[Stored items]
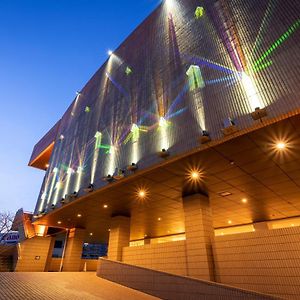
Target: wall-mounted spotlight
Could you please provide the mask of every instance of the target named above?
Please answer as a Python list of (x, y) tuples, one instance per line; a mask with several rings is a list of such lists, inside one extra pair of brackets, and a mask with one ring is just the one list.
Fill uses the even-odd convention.
[(107, 176), (104, 176), (102, 178), (102, 180), (105, 181), (105, 182), (111, 183), (111, 182), (114, 181), (114, 178), (110, 174), (108, 174)]
[(231, 135), (238, 131), (235, 121), (230, 117), (225, 119), (223, 124), (224, 124), (224, 128), (222, 129), (222, 132), (224, 135)]
[(77, 193), (77, 192), (74, 192), (73, 194), (67, 195), (67, 196), (66, 196), (66, 199), (67, 199), (68, 201), (73, 201), (73, 200), (75, 200), (77, 197), (78, 197), (78, 193)]
[(61, 198), (60, 203), (61, 204), (65, 204), (66, 203), (66, 199), (65, 198)]
[(211, 138), (209, 136), (209, 133), (206, 130), (203, 130), (202, 136), (200, 138), (201, 144), (206, 144), (206, 143), (209, 143), (210, 141), (211, 141)]
[(170, 156), (170, 152), (166, 149), (162, 149), (157, 155), (161, 158), (168, 158)]
[(84, 189), (84, 191), (86, 193), (91, 193), (94, 191), (94, 189), (95, 189), (94, 185), (92, 183), (90, 183), (89, 186)]
[(138, 169), (137, 164), (132, 163), (131, 165), (127, 166), (127, 170), (131, 172), (135, 172)]
[(80, 95), (81, 95), (81, 92), (77, 91), (77, 92), (76, 92), (76, 95), (77, 95), (77, 96), (80, 96)]
[(268, 115), (266, 108), (255, 108), (255, 111), (251, 113), (251, 117), (254, 121), (261, 120)]
[(56, 207), (56, 205), (53, 203), (53, 204), (51, 205), (51, 209), (55, 209), (55, 207)]
[(120, 180), (120, 179), (124, 178), (125, 177), (125, 170), (116, 168), (116, 171), (115, 171), (113, 177), (114, 177), (115, 180)]
[(112, 50), (108, 50), (107, 54), (108, 54), (108, 56), (111, 56), (113, 54), (113, 51)]

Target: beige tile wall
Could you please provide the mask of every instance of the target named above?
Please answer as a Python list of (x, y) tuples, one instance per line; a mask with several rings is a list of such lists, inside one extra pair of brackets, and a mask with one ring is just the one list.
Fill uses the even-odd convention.
[(111, 219), (107, 256), (111, 260), (122, 260), (123, 247), (129, 246), (130, 218), (116, 216)]
[[(58, 272), (60, 267), (61, 258), (52, 258), (49, 272)], [(86, 271), (96, 271), (97, 270), (97, 259), (81, 259), (80, 271), (84, 271), (86, 264)]]
[(84, 237), (84, 229), (72, 229), (70, 231), (63, 263), (64, 272), (80, 271)]
[(214, 228), (207, 196), (195, 194), (183, 199), (185, 217), (187, 275), (213, 281), (212, 243)]
[(44, 272), (51, 237), (34, 237), (20, 243), (16, 272)]
[(218, 282), (300, 299), (300, 227), (218, 236)]
[(166, 274), (105, 259), (99, 260), (97, 275), (161, 299), (273, 299), (216, 283)]
[(124, 247), (123, 262), (172, 274), (187, 275), (185, 241)]

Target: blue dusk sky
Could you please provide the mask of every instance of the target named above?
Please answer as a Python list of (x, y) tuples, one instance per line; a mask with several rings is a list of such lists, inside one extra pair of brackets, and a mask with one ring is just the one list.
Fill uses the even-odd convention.
[(0, 0), (0, 211), (33, 211), (33, 146), (159, 0)]

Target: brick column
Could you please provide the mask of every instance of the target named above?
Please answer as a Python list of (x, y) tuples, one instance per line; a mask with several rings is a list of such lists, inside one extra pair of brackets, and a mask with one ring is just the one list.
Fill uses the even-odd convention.
[(214, 281), (212, 244), (214, 228), (205, 195), (194, 194), (183, 198), (185, 217), (187, 275)]
[(73, 228), (70, 230), (65, 256), (63, 260), (63, 272), (79, 272), (81, 265), (82, 248), (85, 237), (84, 229)]
[(116, 216), (111, 220), (108, 259), (122, 261), (123, 247), (129, 246), (130, 238), (130, 218)]

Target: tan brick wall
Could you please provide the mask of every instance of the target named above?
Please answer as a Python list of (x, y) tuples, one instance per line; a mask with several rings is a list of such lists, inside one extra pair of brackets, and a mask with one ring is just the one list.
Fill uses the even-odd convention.
[(208, 197), (200, 194), (183, 199), (187, 275), (214, 280), (212, 243), (214, 229)]
[(299, 227), (219, 236), (215, 241), (218, 282), (299, 299)]
[(221, 284), (143, 269), (105, 259), (99, 260), (97, 276), (160, 299), (273, 299)]
[(34, 237), (20, 243), (16, 272), (44, 272), (50, 251), (51, 237)]
[[(60, 267), (61, 258), (52, 258), (49, 272), (58, 272)], [(96, 271), (97, 270), (97, 259), (81, 259), (80, 260), (80, 271), (84, 271), (84, 265), (86, 263), (86, 271)]]
[(111, 260), (122, 260), (123, 247), (129, 246), (130, 218), (117, 216), (111, 220), (108, 258)]
[(72, 229), (70, 231), (63, 261), (64, 272), (80, 271), (84, 236), (84, 229)]
[(177, 275), (187, 275), (185, 241), (123, 248), (123, 262)]

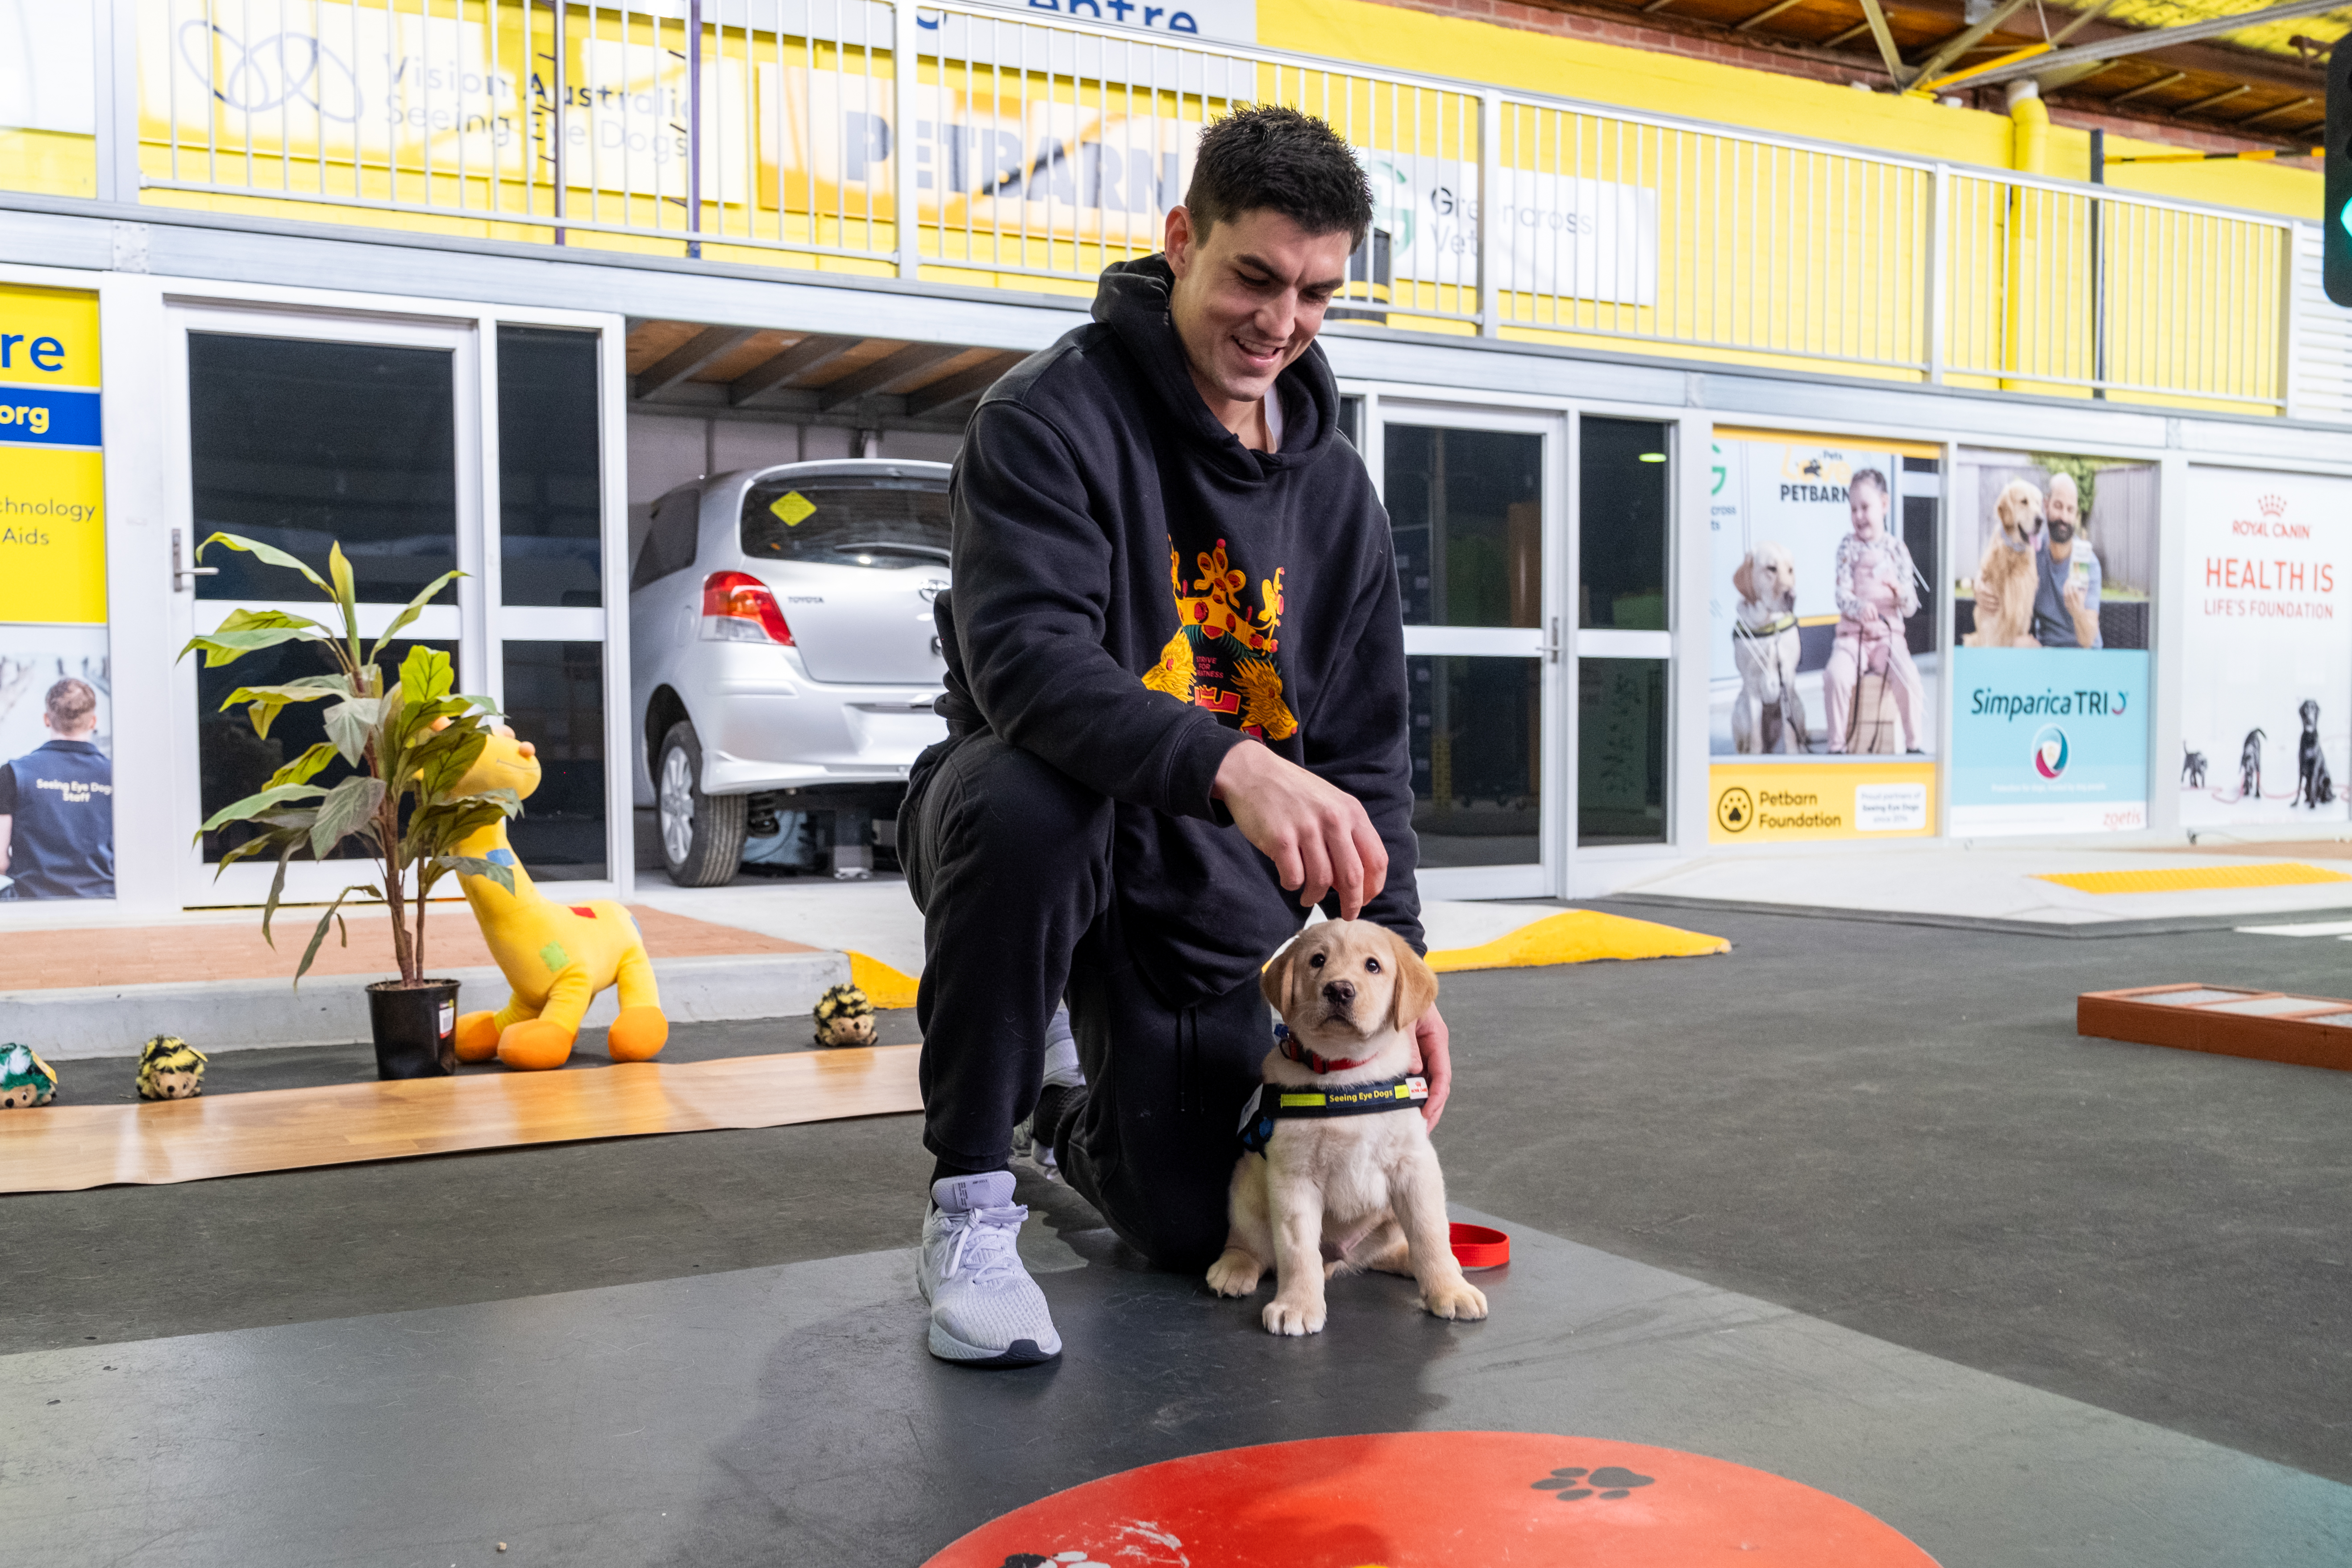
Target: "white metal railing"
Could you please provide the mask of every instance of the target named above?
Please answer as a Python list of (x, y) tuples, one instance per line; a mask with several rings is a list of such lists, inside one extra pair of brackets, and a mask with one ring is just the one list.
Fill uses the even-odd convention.
[(2298, 368), (2320, 339), (2292, 325), (2296, 226), (2219, 208), (972, 0), (139, 15), (149, 199), (1083, 286), (1158, 248), (1208, 121), (1282, 102), (1360, 152), (1376, 226), (1349, 303), (1393, 326), (2352, 408)]
[(2005, 387), (2285, 405), (2294, 225), (1952, 172), (1945, 368)]

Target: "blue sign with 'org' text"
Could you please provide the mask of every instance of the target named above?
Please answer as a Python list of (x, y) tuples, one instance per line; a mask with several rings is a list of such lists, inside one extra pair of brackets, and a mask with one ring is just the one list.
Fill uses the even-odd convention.
[(2147, 654), (1952, 650), (1952, 831), (2147, 826)]

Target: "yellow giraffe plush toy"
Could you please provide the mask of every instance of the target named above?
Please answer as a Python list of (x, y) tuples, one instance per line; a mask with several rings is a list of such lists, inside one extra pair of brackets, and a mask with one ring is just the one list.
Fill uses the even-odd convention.
[[(436, 729), (449, 721), (434, 721)], [(527, 796), (539, 787), (537, 748), (517, 741), (499, 724), (490, 742), (451, 795), (510, 789)], [(457, 1059), (486, 1062), (493, 1056), (510, 1068), (560, 1068), (572, 1056), (588, 1004), (607, 985), (621, 988), (621, 1016), (605, 1043), (616, 1062), (641, 1062), (669, 1043), (669, 1020), (662, 1016), (654, 986), (653, 960), (629, 911), (610, 899), (558, 904), (531, 885), (530, 873), (507, 844), (504, 817), (468, 835), (456, 852), (514, 874), (509, 893), (488, 877), (461, 875), (466, 902), (481, 923), (482, 938), (513, 993), (495, 1013), (468, 1013), (457, 1020)]]

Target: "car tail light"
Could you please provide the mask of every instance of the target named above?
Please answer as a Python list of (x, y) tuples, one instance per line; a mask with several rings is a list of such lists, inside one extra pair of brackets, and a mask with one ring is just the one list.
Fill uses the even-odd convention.
[(768, 585), (749, 572), (713, 572), (702, 580), (702, 636), (709, 642), (793, 645), (793, 628)]

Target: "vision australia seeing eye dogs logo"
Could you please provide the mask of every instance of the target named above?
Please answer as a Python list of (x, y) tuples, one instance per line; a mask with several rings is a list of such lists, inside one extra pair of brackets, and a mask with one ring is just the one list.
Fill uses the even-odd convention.
[(1284, 741), (1298, 732), (1298, 721), (1282, 700), (1282, 672), (1274, 656), (1282, 645), (1282, 569), (1258, 580), (1258, 607), (1243, 594), (1249, 574), (1225, 557), (1225, 542), (1194, 557), (1201, 574), (1184, 591), (1175, 541), (1168, 545), (1168, 591), (1176, 599), (1176, 635), (1160, 650), (1160, 662), (1143, 684), (1179, 702), (1206, 708), (1244, 735)]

» **ACTIVITY**
Filter the records, keeping only lines that contain "wall", and show those lines.

» **RESULT OF THE EXERCISE**
Target: wall-mounted spotlight
Target: beige tile wall
Target: tan brick wall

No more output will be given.